**WHAT YOU ARE ASKED TO DO**
Restate the records exactly. Include all of them.

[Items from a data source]

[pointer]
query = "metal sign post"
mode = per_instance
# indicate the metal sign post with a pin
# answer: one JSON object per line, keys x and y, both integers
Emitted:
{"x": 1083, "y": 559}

**WORKED SOLUTION**
[pointer]
query = "metal sign post"
mode = per_instance
# indicate the metal sign post with a pin
# answer: one JSON object per line, keys x and y, both integers
Emitted:
{"x": 1083, "y": 559}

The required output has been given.